- _What needs to be done_
Starting at the line containing "task | put a dot on every instance of the gray" and ending at the last line of the material below, render those lines as a numbered list and leave out any blank lines.

- _Data lines_
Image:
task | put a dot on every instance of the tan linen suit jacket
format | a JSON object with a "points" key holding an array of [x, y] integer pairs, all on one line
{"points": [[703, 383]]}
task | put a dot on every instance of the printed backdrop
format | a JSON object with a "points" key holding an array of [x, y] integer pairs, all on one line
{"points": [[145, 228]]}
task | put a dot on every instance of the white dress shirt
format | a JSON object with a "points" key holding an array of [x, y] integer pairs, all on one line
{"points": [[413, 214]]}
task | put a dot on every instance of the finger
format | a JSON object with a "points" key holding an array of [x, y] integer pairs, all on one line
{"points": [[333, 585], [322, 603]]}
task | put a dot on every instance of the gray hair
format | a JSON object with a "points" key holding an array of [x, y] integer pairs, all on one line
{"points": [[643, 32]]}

- _In response_
1. task | put a dot on every instance of the gray hair
2. format | a JSON object with a "points" key holding an array of [x, y] integer pairs, all on one line
3. {"points": [[643, 32]]}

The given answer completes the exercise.